### READING TEXT
--*--

DataDog / guarddog

:snake: :mag: GuardDog is a CLI tool to Identify malicious PyPI and npm packages
https://securitylabs.datadoghq.com/articles/guarddog-identify-malicious-pypi-packages/
Apache License 2.0
611 stars 44 forks source link
malicious-packages npm npm-packages pypi-packages python python-security software-supply-chain-security

GuardDog

Test Static analysis

GuardDog

GuardDog is a CLI tool that allows to identify malicious PyPI and npm packages or Go modules. It runs a set of heuristics on the package source code (through Semgrep rules) and on the package metadata.

GuardDog can be used to scan local or remote PyPI and npm packages or Go modules using any of the available heuristics.

GuardDog demo usage

Getting started

Installation

pip install guarddog

Or use the Docker image:

docker pull ghcr.io/datadog/guarddog
alias guarddog='docker run --rm ghcr.io/datadog/guarddog'

Note: On Windows, the only supported installation method is Docker.

--*--

### REQUIREMENTS
a - Please quote the GuardDog page from "GuardDog is a CLI tool that" to "the package metadata.".
b - Print the rows below from the line with "Target: fresh herb garnish" through their last line, leaving out the picture.

### ENTRIES SUPPLIED

--*--

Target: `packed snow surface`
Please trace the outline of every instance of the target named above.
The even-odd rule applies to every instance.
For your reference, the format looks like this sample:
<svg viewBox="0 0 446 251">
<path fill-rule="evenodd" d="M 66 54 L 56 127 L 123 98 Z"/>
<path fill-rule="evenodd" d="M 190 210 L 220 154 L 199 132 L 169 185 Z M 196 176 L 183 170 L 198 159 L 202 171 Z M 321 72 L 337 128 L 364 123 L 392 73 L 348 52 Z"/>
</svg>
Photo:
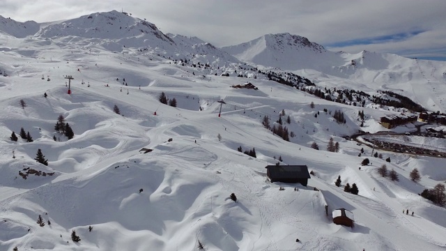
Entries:
<svg viewBox="0 0 446 251">
<path fill-rule="evenodd" d="M 116 26 L 124 22 L 129 25 Z M 375 158 L 371 148 L 342 137 L 360 129 L 383 130 L 376 119 L 388 111 L 319 99 L 255 71 L 236 77 L 234 70 L 247 67 L 238 61 L 243 59 L 197 38 L 165 36 L 115 11 L 49 24 L 36 33 L 2 31 L 0 68 L 8 76 L 0 76 L 0 250 L 195 250 L 199 242 L 206 250 L 446 249 L 446 209 L 418 195 L 446 178 L 444 160 L 385 151 L 383 159 Z M 187 46 L 193 41 L 195 49 Z M 196 54 L 197 48 L 206 53 Z M 328 53 L 312 48 L 305 53 Z M 430 63 L 395 59 L 387 69 L 405 70 L 392 79 L 376 74 L 373 82 L 360 81 L 381 70 L 374 68 L 383 66 L 378 62 L 394 56 L 366 54 L 364 70 L 352 78 L 333 69 L 332 77 L 300 70 L 322 86 L 370 92 L 392 86 L 440 104 L 444 79 L 425 71 Z M 202 65 L 174 61 L 180 59 Z M 424 77 L 405 75 L 417 67 Z M 404 85 L 403 75 L 426 77 L 429 84 Z M 73 78 L 70 94 L 67 76 Z M 231 87 L 247 82 L 259 89 Z M 176 107 L 161 104 L 162 93 Z M 335 110 L 346 114 L 345 123 L 333 119 Z M 360 128 L 362 110 L 369 116 Z M 295 135 L 289 142 L 262 125 L 267 116 L 278 126 L 279 114 Z M 54 130 L 60 115 L 75 132 L 71 139 Z M 22 128 L 32 142 L 20 137 Z M 17 142 L 10 139 L 13 132 Z M 339 152 L 326 151 L 330 137 Z M 310 147 L 313 142 L 319 151 Z M 444 141 L 435 144 L 446 148 Z M 239 147 L 254 149 L 256 158 Z M 47 166 L 34 160 L 38 149 Z M 365 158 L 371 163 L 360 169 Z M 307 187 L 272 183 L 265 167 L 276 163 L 305 165 L 314 175 Z M 376 173 L 383 165 L 397 172 L 399 182 Z M 415 167 L 419 183 L 409 178 Z M 39 175 L 19 174 L 30 169 Z M 334 185 L 338 176 L 340 188 Z M 357 185 L 357 195 L 344 192 L 347 183 Z M 325 206 L 328 212 L 351 211 L 354 227 L 334 225 Z M 36 223 L 39 215 L 43 227 Z M 72 230 L 79 242 L 72 241 Z"/>
</svg>

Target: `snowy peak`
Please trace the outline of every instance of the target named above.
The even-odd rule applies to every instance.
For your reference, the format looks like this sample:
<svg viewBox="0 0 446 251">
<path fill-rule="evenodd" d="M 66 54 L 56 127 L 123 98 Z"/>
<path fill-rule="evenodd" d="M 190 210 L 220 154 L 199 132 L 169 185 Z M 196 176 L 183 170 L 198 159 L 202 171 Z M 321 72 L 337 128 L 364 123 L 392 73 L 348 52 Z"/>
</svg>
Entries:
<svg viewBox="0 0 446 251">
<path fill-rule="evenodd" d="M 36 35 L 42 38 L 75 36 L 104 39 L 154 36 L 164 42 L 174 43 L 155 24 L 116 10 L 93 13 L 51 24 Z"/>
<path fill-rule="evenodd" d="M 263 37 L 266 45 L 276 50 L 312 50 L 316 52 L 325 50 L 322 45 L 310 42 L 307 38 L 289 33 L 268 34 Z"/>
<path fill-rule="evenodd" d="M 194 36 L 187 37 L 183 35 L 174 35 L 172 33 L 166 34 L 171 38 L 176 46 L 182 52 L 186 52 L 195 55 L 195 57 L 207 57 L 208 61 L 214 61 L 216 58 L 220 58 L 224 61 L 231 63 L 240 63 L 238 59 L 229 53 L 223 51 L 209 43 L 206 43 L 201 39 Z M 211 59 L 210 58 L 215 58 Z"/>
<path fill-rule="evenodd" d="M 172 34 L 171 33 L 167 33 L 166 36 L 171 38 L 175 43 L 178 46 L 186 46 L 186 47 L 192 47 L 196 44 L 205 43 L 203 40 L 200 38 L 194 36 L 194 37 L 187 37 L 183 35 L 179 34 Z"/>
<path fill-rule="evenodd" d="M 264 35 L 222 50 L 242 61 L 284 70 L 302 69 L 313 65 L 317 67 L 323 61 L 321 55 L 328 52 L 322 45 L 310 42 L 307 38 L 288 33 Z"/>
<path fill-rule="evenodd" d="M 20 22 L 0 15 L 0 33 L 18 38 L 35 34 L 39 30 L 39 24 L 34 21 Z"/>
</svg>

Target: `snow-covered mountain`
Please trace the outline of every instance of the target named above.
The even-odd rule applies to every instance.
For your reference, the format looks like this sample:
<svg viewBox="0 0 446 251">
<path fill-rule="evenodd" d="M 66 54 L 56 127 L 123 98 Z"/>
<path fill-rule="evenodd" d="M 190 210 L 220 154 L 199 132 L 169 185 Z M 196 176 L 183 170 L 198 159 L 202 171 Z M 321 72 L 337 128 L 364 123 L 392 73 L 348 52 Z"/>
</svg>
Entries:
<svg viewBox="0 0 446 251">
<path fill-rule="evenodd" d="M 34 21 L 20 22 L 0 15 L 0 34 L 23 38 L 35 34 L 39 30 L 39 24 Z"/>
<path fill-rule="evenodd" d="M 446 248 L 446 209 L 418 195 L 443 183 L 444 159 L 346 137 L 390 130 L 380 118 L 401 113 L 371 98 L 353 105 L 360 100 L 350 90 L 370 97 L 393 91 L 444 112 L 443 63 L 332 52 L 289 34 L 265 36 L 256 52 L 254 43 L 224 48 L 237 59 L 116 11 L 36 24 L 40 30 L 15 35 L 14 21 L 6 22 L 0 34 L 6 73 L 0 76 L 1 251 Z M 240 57 L 244 52 L 263 63 Z M 306 55 L 307 66 L 274 64 L 289 66 L 295 59 L 287 54 Z M 74 78 L 70 94 L 67 75 Z M 329 101 L 288 84 L 299 75 L 314 84 L 302 90 L 352 100 Z M 167 105 L 160 102 L 163 94 Z M 334 116 L 340 113 L 339 122 Z M 61 115 L 72 139 L 55 126 Z M 268 129 L 266 117 L 282 132 Z M 423 132 L 446 130 L 418 123 Z M 410 123 L 391 130 L 416 130 Z M 326 151 L 330 138 L 338 152 Z M 376 139 L 446 149 L 444 138 Z M 38 149 L 47 165 L 36 161 Z M 365 158 L 371 163 L 361 166 Z M 308 186 L 270 183 L 265 167 L 275 165 L 307 165 Z M 399 181 L 377 172 L 383 165 Z M 410 178 L 414 168 L 419 182 Z M 347 183 L 358 187 L 357 195 L 344 192 Z M 354 214 L 354 227 L 333 223 L 331 213 L 339 208 Z M 73 242 L 73 230 L 80 241 Z"/>
<path fill-rule="evenodd" d="M 446 63 L 410 59 L 392 54 L 326 50 L 305 38 L 268 34 L 222 50 L 255 65 L 279 68 L 331 88 L 390 90 L 434 111 L 446 111 Z M 440 92 L 439 92 L 440 91 Z M 429 97 L 429 98 L 425 98 Z"/>
</svg>

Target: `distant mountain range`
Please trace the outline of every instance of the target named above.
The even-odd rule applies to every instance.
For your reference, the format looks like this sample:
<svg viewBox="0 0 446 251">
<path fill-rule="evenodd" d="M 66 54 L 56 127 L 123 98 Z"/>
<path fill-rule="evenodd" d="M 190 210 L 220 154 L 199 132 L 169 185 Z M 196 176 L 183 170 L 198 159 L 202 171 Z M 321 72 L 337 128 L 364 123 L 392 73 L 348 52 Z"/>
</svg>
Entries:
<svg viewBox="0 0 446 251">
<path fill-rule="evenodd" d="M 249 64 L 291 72 L 324 86 L 360 85 L 364 91 L 403 92 L 402 95 L 428 109 L 446 111 L 442 98 L 446 91 L 440 88 L 446 84 L 446 62 L 367 51 L 332 52 L 307 38 L 288 33 L 266 34 L 240 45 L 217 48 L 197 37 L 164 34 L 145 20 L 112 10 L 45 24 L 22 23 L 0 16 L 0 33 L 4 38 L 33 43 L 46 41 L 43 46 L 52 43 L 61 47 L 94 45 L 116 52 L 136 50 L 173 59 L 212 61 L 218 66 Z M 423 94 L 418 97 L 420 91 Z M 421 98 L 426 96 L 426 91 L 433 92 L 428 95 L 432 99 Z"/>
</svg>

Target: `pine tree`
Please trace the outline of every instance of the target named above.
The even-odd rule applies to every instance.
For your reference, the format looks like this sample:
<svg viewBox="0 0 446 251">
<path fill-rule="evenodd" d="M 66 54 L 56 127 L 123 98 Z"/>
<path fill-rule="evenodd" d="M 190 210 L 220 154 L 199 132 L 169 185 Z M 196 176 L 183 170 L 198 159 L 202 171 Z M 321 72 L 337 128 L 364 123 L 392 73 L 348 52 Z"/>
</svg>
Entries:
<svg viewBox="0 0 446 251">
<path fill-rule="evenodd" d="M 28 132 L 28 133 L 26 133 L 26 142 L 33 142 L 33 137 L 31 137 L 29 132 Z"/>
<path fill-rule="evenodd" d="M 198 249 L 199 250 L 204 250 L 204 247 L 203 246 L 203 244 L 201 244 L 201 242 L 200 241 L 200 240 L 198 240 Z"/>
<path fill-rule="evenodd" d="M 56 126 L 54 126 L 54 130 L 57 132 L 62 132 L 65 134 L 65 118 L 63 115 L 61 114 L 57 118 L 57 122 L 56 122 Z"/>
<path fill-rule="evenodd" d="M 71 240 L 74 242 L 79 242 L 81 241 L 81 238 L 76 235 L 76 230 L 73 229 L 71 232 Z"/>
<path fill-rule="evenodd" d="M 11 139 L 12 141 L 17 141 L 19 139 L 18 137 L 17 137 L 17 135 L 15 135 L 15 132 L 13 132 L 13 134 L 11 134 L 11 137 L 10 137 L 10 139 Z"/>
<path fill-rule="evenodd" d="M 20 128 L 20 137 L 23 139 L 26 139 L 26 132 L 23 128 Z"/>
<path fill-rule="evenodd" d="M 22 108 L 25 109 L 25 107 L 26 107 L 26 102 L 25 102 L 25 100 L 20 100 L 20 103 Z"/>
<path fill-rule="evenodd" d="M 166 98 L 166 94 L 164 93 L 164 91 L 161 93 L 161 95 L 160 95 L 160 98 L 158 98 L 158 100 L 162 103 L 167 105 L 167 98 Z"/>
<path fill-rule="evenodd" d="M 350 192 L 353 193 L 353 195 L 357 195 L 357 193 L 360 192 L 360 190 L 357 189 L 356 183 L 353 183 L 351 185 L 351 190 L 350 190 Z"/>
<path fill-rule="evenodd" d="M 40 227 L 45 226 L 45 222 L 43 221 L 43 218 L 40 215 L 39 215 L 39 217 L 37 218 L 37 224 L 38 224 Z"/>
<path fill-rule="evenodd" d="M 319 150 L 319 146 L 318 146 L 318 144 L 314 142 L 312 143 L 312 148 L 313 149 Z"/>
<path fill-rule="evenodd" d="M 263 120 L 262 121 L 262 125 L 263 125 L 263 127 L 266 129 L 270 129 L 270 117 L 268 116 L 268 115 L 265 115 L 263 116 Z"/>
<path fill-rule="evenodd" d="M 116 113 L 116 114 L 121 114 L 121 112 L 119 111 L 119 107 L 118 107 L 116 105 L 115 105 L 114 107 L 113 107 L 113 112 L 114 112 L 114 113 Z"/>
<path fill-rule="evenodd" d="M 277 123 L 278 123 L 279 124 L 280 124 L 280 125 L 282 125 L 282 116 L 279 116 L 279 120 L 277 121 Z"/>
<path fill-rule="evenodd" d="M 256 149 L 253 147 L 252 150 L 249 151 L 249 156 L 257 158 L 257 155 L 256 154 Z"/>
<path fill-rule="evenodd" d="M 176 99 L 174 98 L 171 100 L 169 100 L 169 105 L 176 107 Z"/>
<path fill-rule="evenodd" d="M 381 167 L 379 167 L 377 171 L 378 173 L 383 177 L 387 176 L 387 167 L 385 165 L 383 165 Z"/>
<path fill-rule="evenodd" d="M 233 192 L 231 194 L 229 198 L 231 198 L 231 199 L 232 199 L 235 202 L 237 202 L 237 197 L 236 197 L 236 195 Z"/>
<path fill-rule="evenodd" d="M 334 185 L 336 185 L 337 187 L 340 187 L 341 186 L 341 176 L 337 176 L 337 179 L 336 180 L 336 181 L 334 181 Z"/>
<path fill-rule="evenodd" d="M 395 172 L 393 169 L 390 170 L 389 172 L 389 178 L 392 181 L 399 181 L 399 178 L 398 177 L 398 173 Z"/>
<path fill-rule="evenodd" d="M 71 139 L 75 137 L 75 132 L 68 123 L 65 124 L 65 136 L 66 136 L 68 139 Z"/>
<path fill-rule="evenodd" d="M 435 198 L 434 202 L 440 206 L 446 204 L 446 195 L 445 195 L 445 185 L 438 183 L 432 190 L 432 195 Z"/>
<path fill-rule="evenodd" d="M 350 192 L 351 190 L 351 188 L 350 187 L 350 184 L 346 183 L 346 186 L 344 187 L 344 192 Z"/>
<path fill-rule="evenodd" d="M 40 149 L 37 150 L 37 155 L 34 160 L 37 160 L 39 163 L 43 164 L 46 166 L 48 165 L 48 160 L 45 160 L 45 155 L 42 153 L 42 150 L 40 150 Z"/>
<path fill-rule="evenodd" d="M 417 168 L 414 168 L 413 170 L 410 172 L 409 176 L 410 177 L 412 181 L 418 182 L 420 181 L 420 180 L 421 180 L 420 172 L 418 172 L 418 169 Z"/>
<path fill-rule="evenodd" d="M 333 138 L 330 137 L 328 141 L 328 145 L 327 145 L 327 151 L 330 152 L 334 151 L 334 143 L 333 142 Z"/>
</svg>

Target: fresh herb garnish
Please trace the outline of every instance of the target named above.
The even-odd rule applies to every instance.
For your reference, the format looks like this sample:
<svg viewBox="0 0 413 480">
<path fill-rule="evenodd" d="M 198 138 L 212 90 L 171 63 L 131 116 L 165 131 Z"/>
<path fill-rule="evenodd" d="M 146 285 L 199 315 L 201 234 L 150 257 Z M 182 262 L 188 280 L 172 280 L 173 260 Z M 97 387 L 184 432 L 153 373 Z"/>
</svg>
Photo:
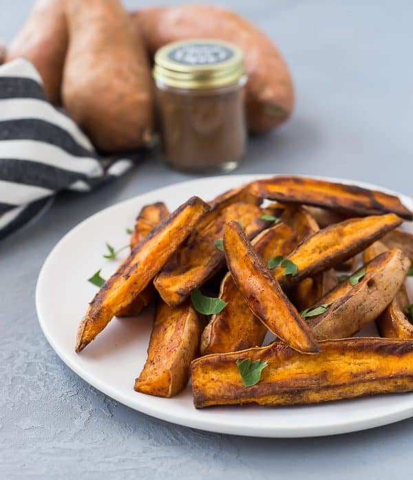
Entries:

--*--

### ANSWERS BY TASK
a -
GuardDog is a CLI tool that allows to identify malicious PyPI and npm packages or Go modules. It runs a set of heuristics on the package source code (through Semgrep rules) and on the package metadata.

b -
Target: fresh herb garnish
Please trace the outline of every instance of the target named above.
The even-odd rule applies to every instance.
For your reference, the format looks like this sample:
<svg viewBox="0 0 413 480">
<path fill-rule="evenodd" d="M 198 138 L 212 90 L 171 63 L 131 116 L 165 131 Z"/>
<path fill-rule="evenodd" d="M 146 285 L 199 315 L 201 234 L 150 257 Z M 182 262 L 188 280 L 172 280 L 173 260 Z M 97 387 L 184 432 L 153 373 Z"/>
</svg>
Photo:
Entries:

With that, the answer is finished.